▶ Prompt:
Check every line below for the word "white" and copy the ones that have it.

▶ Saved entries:
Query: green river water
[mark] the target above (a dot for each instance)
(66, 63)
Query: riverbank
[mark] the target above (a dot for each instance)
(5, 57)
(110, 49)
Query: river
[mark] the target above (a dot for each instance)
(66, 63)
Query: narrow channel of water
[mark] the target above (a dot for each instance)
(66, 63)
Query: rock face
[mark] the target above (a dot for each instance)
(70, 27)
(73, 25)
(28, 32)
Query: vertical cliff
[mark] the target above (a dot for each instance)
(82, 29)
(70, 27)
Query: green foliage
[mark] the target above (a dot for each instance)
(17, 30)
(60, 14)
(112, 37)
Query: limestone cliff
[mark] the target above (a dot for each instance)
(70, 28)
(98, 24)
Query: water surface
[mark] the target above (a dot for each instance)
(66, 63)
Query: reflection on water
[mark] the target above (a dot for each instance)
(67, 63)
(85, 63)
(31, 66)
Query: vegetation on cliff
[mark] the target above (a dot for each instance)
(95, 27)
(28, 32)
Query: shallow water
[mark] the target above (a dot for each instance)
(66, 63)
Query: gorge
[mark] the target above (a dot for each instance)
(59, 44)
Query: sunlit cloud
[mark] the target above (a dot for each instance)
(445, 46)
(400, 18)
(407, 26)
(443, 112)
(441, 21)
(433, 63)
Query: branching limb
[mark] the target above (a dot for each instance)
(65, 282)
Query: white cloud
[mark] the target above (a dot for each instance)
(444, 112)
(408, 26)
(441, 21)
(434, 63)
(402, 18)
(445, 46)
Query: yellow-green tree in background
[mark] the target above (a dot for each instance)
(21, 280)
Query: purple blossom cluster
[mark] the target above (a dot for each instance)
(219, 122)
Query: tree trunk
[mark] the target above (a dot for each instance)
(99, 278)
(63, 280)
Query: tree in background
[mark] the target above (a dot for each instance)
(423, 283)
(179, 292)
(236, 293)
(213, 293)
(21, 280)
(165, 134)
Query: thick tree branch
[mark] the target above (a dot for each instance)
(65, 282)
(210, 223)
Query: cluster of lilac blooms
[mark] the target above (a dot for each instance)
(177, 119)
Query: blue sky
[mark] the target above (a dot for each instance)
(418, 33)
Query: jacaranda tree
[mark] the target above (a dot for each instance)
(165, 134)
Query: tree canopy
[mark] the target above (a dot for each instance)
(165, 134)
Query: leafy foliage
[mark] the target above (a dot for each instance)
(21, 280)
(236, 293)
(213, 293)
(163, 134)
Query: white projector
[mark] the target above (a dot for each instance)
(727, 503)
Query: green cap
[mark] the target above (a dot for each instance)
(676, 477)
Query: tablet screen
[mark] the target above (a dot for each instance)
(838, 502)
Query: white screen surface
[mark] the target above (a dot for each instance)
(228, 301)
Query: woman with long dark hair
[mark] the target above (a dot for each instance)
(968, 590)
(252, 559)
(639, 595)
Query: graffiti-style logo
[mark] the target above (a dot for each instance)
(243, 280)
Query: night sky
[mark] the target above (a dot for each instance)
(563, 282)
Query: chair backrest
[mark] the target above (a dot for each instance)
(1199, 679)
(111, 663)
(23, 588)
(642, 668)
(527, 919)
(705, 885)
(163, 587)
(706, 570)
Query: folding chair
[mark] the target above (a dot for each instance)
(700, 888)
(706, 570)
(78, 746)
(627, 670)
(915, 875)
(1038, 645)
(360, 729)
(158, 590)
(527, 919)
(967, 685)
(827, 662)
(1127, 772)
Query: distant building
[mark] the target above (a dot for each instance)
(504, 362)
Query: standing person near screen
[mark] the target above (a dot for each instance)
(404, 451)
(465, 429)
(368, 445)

▶ Exercise output:
Query: white cloud
Query: white projector
Query: white screen surface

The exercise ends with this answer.